▶ _WHAT IS REQUIRED_
Return the records below word for word, everything from the very start down to and including the line that contains "[(397, 142)]".

▶ _SUPPLIED MATERIAL_
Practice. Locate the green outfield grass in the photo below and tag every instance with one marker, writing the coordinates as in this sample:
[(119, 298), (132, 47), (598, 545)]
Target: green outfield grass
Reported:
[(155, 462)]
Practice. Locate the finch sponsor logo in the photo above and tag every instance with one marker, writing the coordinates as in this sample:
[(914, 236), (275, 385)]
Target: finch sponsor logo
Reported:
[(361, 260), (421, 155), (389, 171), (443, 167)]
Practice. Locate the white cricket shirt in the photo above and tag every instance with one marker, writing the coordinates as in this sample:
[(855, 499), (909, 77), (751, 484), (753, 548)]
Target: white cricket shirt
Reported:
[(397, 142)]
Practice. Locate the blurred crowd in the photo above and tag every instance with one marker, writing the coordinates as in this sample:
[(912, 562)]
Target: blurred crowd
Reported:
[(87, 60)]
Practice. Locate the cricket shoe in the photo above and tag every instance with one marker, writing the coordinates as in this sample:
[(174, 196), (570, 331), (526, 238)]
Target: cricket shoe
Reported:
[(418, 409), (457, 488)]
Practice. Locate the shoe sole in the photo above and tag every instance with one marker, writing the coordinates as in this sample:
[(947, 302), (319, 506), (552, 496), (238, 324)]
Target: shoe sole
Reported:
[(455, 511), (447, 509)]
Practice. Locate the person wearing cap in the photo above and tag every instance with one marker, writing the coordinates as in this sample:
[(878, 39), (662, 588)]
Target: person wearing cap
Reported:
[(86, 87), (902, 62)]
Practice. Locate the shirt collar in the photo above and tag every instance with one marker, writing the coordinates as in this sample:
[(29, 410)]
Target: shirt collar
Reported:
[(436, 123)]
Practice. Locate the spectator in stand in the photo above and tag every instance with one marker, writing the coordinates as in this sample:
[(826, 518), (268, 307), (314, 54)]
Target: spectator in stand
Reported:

▶ _SOLUTION TO THIS PROBLEM_
Practice. Locate the green outfield grass in the photo below and tag every instance with one marker, writing the coordinates as in this sample:
[(119, 298), (132, 47), (598, 545)]
Target: green outfield grass
Reported:
[(155, 462)]
Practice. Locate the finch sponsor logo in the photo above and tag every instance with one marker, writing the coordinates as in this sample:
[(914, 236), (275, 385)]
Target: finch sponsor logo
Reported:
[(361, 260), (421, 155), (389, 171), (443, 167)]
Practice. Locate the white cricket shirt in the photo above and tag every instance with one marker, writing the coordinates as in this sample:
[(855, 499), (909, 77), (751, 484), (753, 548)]
Target: white cricket shirt
Reported:
[(397, 142)]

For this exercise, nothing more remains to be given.